_Supplied passage_

================

The study of 62 kidney failure patients at two Boston-area dialysis centers found that 81% thought they had a better-than-90% chance of surviving a year. By contrast, the 14 nephrologists treating them shared that optimism for only a quarter of the patients.

The gap worsened for five-year prognoses. While just 6% of patients thought they had less than a 50% chance of dying within five years, nephrologists thought more than half had five-year survival odds of 40% or lower. Meanwhile, 66% of patients thought they were suitable candidates for kidney transplantation, but the nephrologists thought only 39% of them should be on the waiting list. And nephrologists would not provide any estimate of prognosis for 60% of patients, “even if their patients insisted,” said the study (link).

Other studies have found that nephrologists may be concerned about upsetting patients and giving them inaccurate survival times, though in this study the nephrologists’ estimates were much closer to the patients’ real death rates than the patients’ overly optimistic guesses. More than half of patients said that if their survival odds were significantly worse than they believed, they would want care to focus on pain relief rather than life extension.

“We may not be serving these patients as well as we could. These missed opportunities and misperceptions may actually be influencing patients’ goals of care,” said Melissa W. Wachterman, MD, MPH, the study’s lead author. “Giving seriously ill patients a realistic sense of their own illness can be important so they can make informed medical and life decisions moving forward.”

================

_Extracted entries_

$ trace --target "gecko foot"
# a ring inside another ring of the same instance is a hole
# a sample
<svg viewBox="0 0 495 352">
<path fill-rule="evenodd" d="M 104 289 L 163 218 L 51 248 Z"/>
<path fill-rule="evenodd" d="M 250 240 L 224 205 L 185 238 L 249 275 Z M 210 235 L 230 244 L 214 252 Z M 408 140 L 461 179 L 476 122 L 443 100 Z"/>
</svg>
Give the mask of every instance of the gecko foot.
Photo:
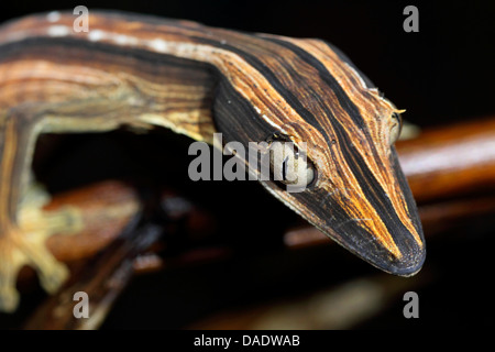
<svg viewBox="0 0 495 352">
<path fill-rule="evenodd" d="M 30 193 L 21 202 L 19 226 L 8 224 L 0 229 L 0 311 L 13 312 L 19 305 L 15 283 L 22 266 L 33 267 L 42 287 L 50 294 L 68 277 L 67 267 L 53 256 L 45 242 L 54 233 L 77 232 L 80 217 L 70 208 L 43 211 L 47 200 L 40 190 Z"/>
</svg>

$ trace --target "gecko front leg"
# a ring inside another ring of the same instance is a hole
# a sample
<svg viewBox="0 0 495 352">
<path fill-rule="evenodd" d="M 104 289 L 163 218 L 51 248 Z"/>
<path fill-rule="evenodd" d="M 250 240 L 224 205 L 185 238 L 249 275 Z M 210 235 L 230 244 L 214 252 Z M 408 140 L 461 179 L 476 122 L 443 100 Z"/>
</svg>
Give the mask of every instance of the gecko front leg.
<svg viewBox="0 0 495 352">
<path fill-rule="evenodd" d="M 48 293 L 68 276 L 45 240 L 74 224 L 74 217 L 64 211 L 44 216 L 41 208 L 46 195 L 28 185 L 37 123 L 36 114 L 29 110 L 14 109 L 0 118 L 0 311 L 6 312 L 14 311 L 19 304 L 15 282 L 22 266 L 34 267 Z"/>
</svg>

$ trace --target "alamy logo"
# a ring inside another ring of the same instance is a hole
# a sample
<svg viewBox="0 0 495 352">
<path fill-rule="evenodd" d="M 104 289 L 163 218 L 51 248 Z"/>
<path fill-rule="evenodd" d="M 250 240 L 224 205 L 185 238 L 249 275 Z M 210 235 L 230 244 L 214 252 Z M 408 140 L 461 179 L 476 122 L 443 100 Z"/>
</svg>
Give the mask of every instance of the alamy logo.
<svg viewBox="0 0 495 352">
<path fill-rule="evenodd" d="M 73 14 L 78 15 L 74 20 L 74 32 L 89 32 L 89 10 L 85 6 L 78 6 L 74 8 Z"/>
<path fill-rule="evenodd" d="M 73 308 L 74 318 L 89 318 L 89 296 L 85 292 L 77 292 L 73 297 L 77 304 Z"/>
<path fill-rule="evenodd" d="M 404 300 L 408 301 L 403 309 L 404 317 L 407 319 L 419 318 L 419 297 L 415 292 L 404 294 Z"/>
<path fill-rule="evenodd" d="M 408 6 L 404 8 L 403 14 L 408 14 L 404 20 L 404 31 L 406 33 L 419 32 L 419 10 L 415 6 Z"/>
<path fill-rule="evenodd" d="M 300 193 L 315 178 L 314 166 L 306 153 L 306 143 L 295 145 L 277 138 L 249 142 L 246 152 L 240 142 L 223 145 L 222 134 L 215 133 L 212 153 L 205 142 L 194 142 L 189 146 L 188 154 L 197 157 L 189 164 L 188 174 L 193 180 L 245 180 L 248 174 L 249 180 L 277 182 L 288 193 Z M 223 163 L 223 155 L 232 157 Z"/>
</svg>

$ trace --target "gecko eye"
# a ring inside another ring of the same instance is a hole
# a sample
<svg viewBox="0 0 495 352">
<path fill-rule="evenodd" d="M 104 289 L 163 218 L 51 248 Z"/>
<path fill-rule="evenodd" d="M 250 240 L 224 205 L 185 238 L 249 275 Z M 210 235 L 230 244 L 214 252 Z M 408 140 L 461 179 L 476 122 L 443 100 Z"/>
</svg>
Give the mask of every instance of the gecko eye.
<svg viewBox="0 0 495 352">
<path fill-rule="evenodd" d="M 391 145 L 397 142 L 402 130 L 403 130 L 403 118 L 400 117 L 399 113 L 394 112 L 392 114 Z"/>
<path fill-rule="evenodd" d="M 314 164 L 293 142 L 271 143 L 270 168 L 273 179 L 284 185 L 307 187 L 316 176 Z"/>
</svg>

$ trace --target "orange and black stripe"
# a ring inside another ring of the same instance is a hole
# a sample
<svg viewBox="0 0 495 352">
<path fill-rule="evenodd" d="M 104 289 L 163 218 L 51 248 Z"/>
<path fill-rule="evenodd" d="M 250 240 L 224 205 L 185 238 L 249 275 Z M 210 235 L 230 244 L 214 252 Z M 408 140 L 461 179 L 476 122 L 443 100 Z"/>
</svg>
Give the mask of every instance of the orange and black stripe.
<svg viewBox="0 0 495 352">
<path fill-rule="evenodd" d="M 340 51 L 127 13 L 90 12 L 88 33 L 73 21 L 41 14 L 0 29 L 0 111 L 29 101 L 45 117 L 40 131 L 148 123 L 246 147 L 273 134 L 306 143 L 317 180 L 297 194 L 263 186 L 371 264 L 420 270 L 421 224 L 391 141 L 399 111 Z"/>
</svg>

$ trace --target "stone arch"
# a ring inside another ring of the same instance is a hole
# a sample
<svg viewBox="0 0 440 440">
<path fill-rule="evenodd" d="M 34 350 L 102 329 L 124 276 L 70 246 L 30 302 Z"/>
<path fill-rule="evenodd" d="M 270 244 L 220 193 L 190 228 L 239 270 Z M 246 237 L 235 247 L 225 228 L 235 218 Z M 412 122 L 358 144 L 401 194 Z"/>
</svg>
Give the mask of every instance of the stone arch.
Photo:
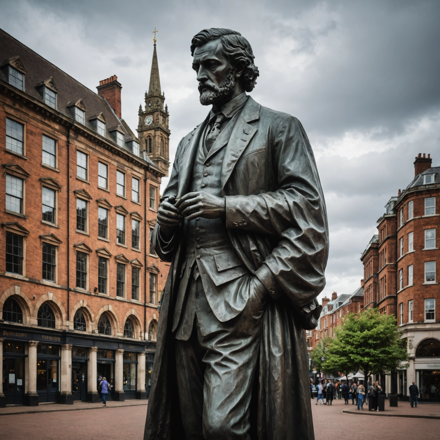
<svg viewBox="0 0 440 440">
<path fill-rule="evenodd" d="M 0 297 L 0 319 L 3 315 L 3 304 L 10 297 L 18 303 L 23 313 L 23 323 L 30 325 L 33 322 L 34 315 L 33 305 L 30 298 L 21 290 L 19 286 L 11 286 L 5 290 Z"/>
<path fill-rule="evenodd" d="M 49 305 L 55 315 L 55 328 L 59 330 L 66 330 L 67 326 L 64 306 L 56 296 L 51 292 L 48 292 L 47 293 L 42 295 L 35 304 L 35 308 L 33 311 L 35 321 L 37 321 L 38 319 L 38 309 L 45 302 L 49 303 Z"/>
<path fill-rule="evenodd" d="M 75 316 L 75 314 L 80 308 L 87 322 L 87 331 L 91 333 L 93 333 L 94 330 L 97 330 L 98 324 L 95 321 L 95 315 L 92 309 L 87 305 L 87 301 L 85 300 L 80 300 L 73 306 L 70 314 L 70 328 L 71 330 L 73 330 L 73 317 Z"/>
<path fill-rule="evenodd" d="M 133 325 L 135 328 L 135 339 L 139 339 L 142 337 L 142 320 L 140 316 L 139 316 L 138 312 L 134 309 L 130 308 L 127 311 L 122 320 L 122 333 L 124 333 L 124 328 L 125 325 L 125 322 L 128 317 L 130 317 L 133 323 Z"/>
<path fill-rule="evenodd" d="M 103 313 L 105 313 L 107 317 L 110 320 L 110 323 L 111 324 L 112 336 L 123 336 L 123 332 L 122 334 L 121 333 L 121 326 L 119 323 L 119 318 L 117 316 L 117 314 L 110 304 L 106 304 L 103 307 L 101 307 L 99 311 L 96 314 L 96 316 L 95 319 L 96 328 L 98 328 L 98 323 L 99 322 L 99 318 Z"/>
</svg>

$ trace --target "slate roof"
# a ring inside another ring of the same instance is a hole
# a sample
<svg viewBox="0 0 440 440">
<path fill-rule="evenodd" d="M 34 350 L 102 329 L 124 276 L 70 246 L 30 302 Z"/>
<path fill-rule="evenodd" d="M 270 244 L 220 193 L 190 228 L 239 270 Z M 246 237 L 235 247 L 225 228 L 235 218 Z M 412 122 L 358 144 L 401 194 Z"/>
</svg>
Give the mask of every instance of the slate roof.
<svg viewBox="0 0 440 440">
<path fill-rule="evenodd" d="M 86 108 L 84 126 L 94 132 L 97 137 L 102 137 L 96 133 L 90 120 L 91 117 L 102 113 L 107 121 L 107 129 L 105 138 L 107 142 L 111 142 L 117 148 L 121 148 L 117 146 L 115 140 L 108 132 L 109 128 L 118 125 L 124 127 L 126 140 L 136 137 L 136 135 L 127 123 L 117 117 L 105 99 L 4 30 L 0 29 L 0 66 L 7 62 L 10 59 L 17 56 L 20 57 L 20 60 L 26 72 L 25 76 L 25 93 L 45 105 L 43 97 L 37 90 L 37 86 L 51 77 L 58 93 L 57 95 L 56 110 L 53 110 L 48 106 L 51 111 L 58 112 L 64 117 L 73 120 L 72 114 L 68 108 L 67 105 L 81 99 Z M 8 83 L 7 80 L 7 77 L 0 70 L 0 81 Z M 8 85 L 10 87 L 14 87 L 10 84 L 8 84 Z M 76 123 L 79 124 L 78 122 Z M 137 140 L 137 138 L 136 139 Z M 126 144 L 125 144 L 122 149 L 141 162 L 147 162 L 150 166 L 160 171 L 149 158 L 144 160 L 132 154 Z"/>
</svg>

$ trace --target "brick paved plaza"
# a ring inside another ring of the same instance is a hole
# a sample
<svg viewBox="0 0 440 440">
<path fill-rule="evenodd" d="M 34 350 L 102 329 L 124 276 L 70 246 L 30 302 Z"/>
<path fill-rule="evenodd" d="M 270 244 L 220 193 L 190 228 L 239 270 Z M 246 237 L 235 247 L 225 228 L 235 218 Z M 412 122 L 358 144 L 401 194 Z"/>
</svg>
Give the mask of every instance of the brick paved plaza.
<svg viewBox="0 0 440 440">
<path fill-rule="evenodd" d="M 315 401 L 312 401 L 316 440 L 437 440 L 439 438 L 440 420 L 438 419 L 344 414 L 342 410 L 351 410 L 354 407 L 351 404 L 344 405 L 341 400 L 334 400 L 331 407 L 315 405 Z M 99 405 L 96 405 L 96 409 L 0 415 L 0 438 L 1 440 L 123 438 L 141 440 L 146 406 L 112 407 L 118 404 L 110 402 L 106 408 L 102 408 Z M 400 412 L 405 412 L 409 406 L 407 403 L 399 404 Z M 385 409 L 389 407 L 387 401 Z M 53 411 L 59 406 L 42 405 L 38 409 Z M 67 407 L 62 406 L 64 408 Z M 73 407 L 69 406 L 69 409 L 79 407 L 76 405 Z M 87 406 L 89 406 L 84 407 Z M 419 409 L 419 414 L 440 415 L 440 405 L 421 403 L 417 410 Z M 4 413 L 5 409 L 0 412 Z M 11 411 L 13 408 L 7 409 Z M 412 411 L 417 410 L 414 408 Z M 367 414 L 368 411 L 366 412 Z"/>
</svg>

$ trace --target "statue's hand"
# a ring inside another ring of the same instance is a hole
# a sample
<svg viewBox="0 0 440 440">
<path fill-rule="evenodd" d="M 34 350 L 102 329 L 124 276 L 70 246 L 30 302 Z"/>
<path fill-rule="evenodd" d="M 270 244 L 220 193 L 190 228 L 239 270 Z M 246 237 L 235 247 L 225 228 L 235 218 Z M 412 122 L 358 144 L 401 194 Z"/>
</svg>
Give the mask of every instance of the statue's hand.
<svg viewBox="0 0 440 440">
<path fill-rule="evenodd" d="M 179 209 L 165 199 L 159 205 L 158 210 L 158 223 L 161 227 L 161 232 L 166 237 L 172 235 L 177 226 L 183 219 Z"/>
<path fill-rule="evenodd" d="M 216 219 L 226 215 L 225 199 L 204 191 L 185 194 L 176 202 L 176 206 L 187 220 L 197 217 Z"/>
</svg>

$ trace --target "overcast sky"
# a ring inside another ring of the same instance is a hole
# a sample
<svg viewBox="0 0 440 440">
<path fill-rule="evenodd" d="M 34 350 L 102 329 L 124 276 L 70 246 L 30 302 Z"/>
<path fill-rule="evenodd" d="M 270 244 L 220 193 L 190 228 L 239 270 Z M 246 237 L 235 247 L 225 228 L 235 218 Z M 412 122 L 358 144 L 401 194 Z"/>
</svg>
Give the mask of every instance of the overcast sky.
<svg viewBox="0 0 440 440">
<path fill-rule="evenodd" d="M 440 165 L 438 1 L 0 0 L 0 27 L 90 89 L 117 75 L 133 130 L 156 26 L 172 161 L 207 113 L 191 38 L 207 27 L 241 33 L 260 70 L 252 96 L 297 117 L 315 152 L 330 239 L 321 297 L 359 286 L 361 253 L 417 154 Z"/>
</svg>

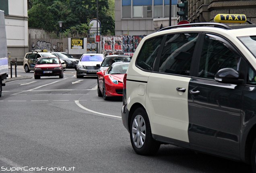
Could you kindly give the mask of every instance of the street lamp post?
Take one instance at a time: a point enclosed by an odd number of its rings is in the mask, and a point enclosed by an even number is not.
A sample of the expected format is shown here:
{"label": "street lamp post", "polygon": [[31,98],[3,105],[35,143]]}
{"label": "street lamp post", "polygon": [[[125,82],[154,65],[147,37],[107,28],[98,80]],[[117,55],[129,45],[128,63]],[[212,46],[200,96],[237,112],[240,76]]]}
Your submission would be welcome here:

================

_Work request 1_
Please output, word for word, the part of the dialysis study passage that opens with the words containing "The gap worsened" and closes with "the study (link).".
_Work request 2_
From the dialysis study passage, list every figure written as a percentage, in the order it appears.

_Written reply 1_
The gap worsened for five-year prognoses. While just 6% of patients thought they had less than a 50% chance of dying within five years, nephrologists thought more than half had five-year survival odds of 40% or lower. Meanwhile, 66% of patients thought they were suitable candidates for kidney transplantation, but the nephrologists thought only 39% of them should be on the waiting list. And nephrologists would not provide any estimate of prognosis for 60% of patients, “even if their patients insisted,” said the study (link).

_Written reply 2_
81%, 90%, 6%, 50%, 40%, 66%, 39%, 60%